Dataset rows:
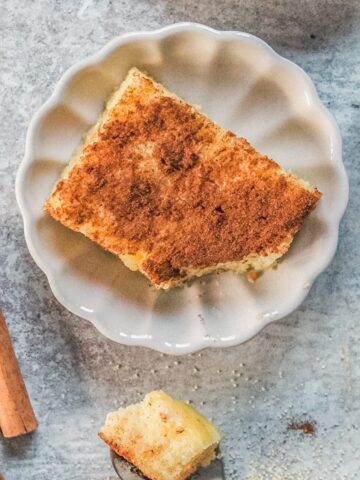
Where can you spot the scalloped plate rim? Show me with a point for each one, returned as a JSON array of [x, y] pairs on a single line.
[[55, 98]]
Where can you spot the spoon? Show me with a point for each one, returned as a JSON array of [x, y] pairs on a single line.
[[126, 471]]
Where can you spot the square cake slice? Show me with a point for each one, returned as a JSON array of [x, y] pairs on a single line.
[[173, 194], [164, 438]]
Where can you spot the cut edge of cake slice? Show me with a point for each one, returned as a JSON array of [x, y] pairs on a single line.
[[138, 261], [164, 438]]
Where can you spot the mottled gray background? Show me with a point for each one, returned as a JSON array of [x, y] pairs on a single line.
[[304, 367]]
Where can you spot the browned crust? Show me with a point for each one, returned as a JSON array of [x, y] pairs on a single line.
[[128, 455], [162, 178]]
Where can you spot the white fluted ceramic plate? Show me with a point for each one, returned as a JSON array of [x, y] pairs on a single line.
[[241, 83]]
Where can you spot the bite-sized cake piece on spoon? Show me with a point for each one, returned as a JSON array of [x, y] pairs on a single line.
[[164, 438], [173, 194]]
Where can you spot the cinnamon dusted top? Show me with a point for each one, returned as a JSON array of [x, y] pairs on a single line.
[[160, 177]]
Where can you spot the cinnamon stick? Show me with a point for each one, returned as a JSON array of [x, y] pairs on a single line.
[[16, 414]]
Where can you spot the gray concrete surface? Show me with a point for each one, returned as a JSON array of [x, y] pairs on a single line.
[[303, 367]]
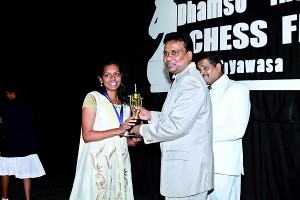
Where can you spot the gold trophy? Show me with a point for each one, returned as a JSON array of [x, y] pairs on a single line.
[[135, 100]]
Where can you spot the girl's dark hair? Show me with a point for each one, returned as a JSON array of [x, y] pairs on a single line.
[[122, 90]]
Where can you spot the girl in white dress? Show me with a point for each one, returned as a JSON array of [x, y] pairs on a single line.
[[103, 168]]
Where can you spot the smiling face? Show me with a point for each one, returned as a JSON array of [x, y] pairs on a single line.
[[111, 77], [209, 72], [176, 58]]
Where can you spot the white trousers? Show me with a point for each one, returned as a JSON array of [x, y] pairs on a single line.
[[200, 196], [226, 188]]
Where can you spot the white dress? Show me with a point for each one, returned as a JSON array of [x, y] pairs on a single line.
[[103, 169]]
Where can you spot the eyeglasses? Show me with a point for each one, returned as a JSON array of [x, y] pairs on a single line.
[[173, 53]]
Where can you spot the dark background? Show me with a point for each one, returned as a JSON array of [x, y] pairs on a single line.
[[53, 49]]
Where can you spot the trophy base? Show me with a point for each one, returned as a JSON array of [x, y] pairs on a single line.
[[138, 122]]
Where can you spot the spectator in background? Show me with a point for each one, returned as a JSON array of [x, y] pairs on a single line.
[[19, 152], [231, 111]]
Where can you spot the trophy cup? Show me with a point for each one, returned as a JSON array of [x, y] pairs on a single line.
[[135, 100]]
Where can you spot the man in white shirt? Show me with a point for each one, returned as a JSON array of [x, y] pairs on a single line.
[[231, 111]]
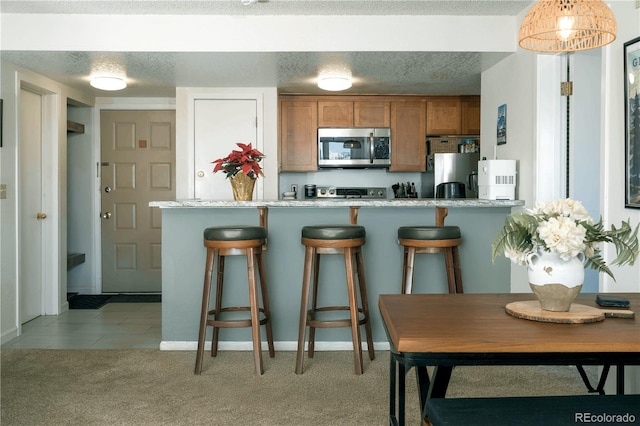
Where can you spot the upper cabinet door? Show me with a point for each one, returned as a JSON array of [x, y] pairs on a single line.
[[408, 132], [444, 115], [471, 115], [298, 136], [335, 114], [371, 114]]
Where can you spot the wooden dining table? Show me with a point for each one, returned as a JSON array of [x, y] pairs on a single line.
[[447, 330]]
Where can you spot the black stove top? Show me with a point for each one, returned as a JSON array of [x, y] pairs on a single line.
[[351, 192]]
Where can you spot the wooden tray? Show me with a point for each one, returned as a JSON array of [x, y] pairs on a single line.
[[578, 314]]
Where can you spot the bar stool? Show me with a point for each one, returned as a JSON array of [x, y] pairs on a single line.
[[431, 239], [231, 241], [334, 239]]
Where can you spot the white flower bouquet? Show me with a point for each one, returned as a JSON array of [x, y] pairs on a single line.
[[564, 227]]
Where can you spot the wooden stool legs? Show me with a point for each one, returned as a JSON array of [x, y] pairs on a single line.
[[452, 264], [211, 317], [307, 316]]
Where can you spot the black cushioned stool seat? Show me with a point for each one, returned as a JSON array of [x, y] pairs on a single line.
[[346, 240], [431, 239], [225, 241]]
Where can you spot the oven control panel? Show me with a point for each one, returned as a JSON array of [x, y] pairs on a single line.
[[342, 192]]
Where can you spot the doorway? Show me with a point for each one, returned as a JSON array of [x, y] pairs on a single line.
[[137, 166], [32, 216]]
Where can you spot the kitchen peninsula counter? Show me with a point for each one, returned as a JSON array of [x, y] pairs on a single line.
[[183, 258], [344, 202]]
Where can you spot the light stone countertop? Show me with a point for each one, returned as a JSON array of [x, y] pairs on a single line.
[[350, 202]]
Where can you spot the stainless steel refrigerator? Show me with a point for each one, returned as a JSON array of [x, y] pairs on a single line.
[[451, 167]]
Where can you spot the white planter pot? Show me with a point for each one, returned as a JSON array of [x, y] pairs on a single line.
[[555, 282]]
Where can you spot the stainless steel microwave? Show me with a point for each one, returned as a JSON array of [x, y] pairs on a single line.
[[354, 148]]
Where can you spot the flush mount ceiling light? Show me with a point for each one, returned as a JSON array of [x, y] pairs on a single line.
[[567, 26], [334, 80], [108, 83]]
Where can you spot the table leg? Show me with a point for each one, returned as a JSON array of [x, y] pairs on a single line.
[[439, 381], [620, 379], [422, 378], [396, 391]]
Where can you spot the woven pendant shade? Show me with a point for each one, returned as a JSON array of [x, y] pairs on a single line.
[[567, 26]]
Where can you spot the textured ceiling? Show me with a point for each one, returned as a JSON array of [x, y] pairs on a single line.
[[271, 7], [157, 74]]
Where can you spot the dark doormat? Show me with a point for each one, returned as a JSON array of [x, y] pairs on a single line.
[[88, 301], [96, 301], [136, 298]]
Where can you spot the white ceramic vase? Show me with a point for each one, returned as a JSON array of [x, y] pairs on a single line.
[[554, 281]]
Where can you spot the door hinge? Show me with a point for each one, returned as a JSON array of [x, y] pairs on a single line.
[[566, 88]]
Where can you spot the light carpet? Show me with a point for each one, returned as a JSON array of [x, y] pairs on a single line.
[[150, 387]]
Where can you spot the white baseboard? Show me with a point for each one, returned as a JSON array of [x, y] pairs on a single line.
[[172, 345], [9, 335], [82, 290]]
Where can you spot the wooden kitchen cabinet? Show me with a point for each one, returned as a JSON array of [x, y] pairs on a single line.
[[371, 114], [453, 115], [298, 136], [444, 115], [470, 115], [408, 132], [335, 114]]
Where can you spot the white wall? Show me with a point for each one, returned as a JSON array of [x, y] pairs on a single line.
[[513, 81], [11, 79]]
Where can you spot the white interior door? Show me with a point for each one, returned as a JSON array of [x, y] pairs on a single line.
[[138, 166], [219, 125], [31, 214]]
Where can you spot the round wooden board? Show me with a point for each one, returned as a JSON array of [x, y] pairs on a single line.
[[531, 310]]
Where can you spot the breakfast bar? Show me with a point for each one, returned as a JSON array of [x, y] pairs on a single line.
[[183, 259]]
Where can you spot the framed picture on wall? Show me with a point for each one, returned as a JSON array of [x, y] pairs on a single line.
[[502, 124], [632, 122]]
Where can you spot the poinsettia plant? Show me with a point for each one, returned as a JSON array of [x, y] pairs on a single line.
[[245, 160], [564, 227]]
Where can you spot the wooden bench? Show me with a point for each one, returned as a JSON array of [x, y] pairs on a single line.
[[535, 410]]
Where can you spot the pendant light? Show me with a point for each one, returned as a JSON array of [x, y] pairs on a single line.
[[334, 79], [108, 83], [567, 26]]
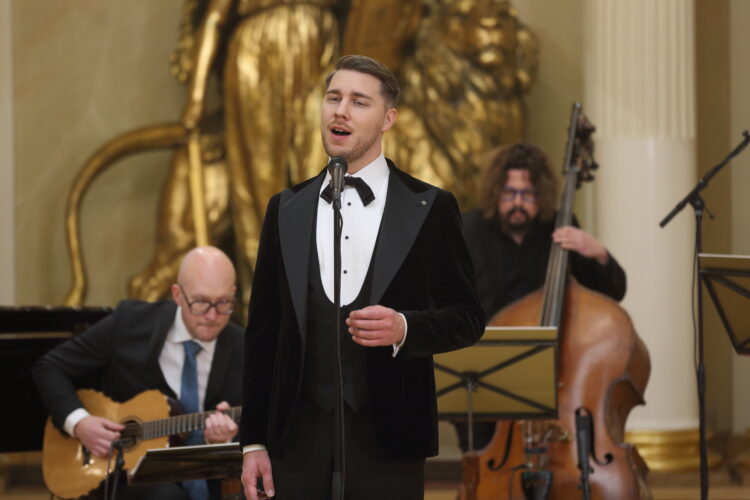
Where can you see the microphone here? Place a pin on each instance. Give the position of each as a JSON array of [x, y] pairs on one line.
[[337, 167]]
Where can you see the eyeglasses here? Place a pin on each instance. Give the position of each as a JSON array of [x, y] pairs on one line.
[[509, 194], [201, 307]]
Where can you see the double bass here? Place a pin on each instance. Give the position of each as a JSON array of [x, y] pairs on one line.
[[603, 369]]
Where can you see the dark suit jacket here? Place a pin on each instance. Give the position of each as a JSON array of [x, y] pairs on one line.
[[506, 271], [421, 268], [124, 347]]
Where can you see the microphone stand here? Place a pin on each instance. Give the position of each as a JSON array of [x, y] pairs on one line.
[[698, 204], [119, 463], [338, 411], [583, 446]]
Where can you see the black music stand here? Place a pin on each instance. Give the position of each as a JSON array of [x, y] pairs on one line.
[[727, 279], [510, 373], [184, 463]]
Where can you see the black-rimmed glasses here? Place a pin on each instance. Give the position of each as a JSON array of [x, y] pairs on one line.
[[201, 307], [509, 194]]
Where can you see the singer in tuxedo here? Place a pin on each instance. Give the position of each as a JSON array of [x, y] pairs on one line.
[[407, 292]]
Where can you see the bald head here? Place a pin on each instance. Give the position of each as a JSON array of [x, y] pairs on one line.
[[206, 275], [206, 264]]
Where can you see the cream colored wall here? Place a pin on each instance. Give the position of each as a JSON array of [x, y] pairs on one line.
[[7, 229], [559, 83], [740, 175], [84, 72]]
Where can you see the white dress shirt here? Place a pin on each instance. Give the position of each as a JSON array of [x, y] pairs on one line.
[[360, 230], [171, 359]]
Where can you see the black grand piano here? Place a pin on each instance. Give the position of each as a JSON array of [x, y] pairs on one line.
[[26, 333]]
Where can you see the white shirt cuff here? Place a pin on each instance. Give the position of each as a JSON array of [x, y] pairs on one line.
[[73, 418], [397, 347], [252, 447]]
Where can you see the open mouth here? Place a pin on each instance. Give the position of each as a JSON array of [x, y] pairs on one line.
[[340, 132]]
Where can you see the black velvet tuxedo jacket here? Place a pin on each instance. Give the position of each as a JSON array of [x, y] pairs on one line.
[[124, 348], [421, 268]]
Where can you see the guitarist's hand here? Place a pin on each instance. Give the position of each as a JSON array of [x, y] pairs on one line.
[[97, 434], [256, 465], [220, 428]]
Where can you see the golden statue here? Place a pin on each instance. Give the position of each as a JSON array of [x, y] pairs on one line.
[[462, 92], [253, 129]]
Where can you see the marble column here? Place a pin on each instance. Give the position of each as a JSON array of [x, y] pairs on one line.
[[639, 91], [7, 206]]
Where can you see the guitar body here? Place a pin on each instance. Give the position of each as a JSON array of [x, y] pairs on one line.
[[70, 471]]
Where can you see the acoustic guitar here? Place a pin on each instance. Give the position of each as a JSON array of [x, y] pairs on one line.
[[71, 471]]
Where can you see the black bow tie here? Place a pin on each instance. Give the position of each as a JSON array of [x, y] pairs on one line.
[[364, 191]]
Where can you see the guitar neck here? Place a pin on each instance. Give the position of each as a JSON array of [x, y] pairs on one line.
[[180, 424]]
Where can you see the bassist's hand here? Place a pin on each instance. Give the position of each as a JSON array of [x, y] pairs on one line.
[[257, 465], [97, 434], [220, 428]]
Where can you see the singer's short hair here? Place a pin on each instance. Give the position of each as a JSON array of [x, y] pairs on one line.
[[520, 156], [389, 87]]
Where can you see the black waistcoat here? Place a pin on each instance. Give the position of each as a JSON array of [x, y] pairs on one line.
[[318, 381]]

> _WORK TO COMPLETE_
Could you render the rows starting with the line with "Where can you spot the white ceramic" and going on through the line with "[[566, 88]]" as a two-column CSV with the headers text and answer? Put each text and its answer on one CSV line, each in its own quoted field, with any line breaks turned into spaces.

> _SOLUTION_
text,answer
"Where can you spot the white ceramic vase? Show me with a point for each one, returned as a JSON array of [x, y] pairs on a single line.","[[554, 281]]"
"Where can you spot the door hinge? Show me with a point for each one, returned as a JSON array of [x, y] pairs on a single line.","[[566, 88]]"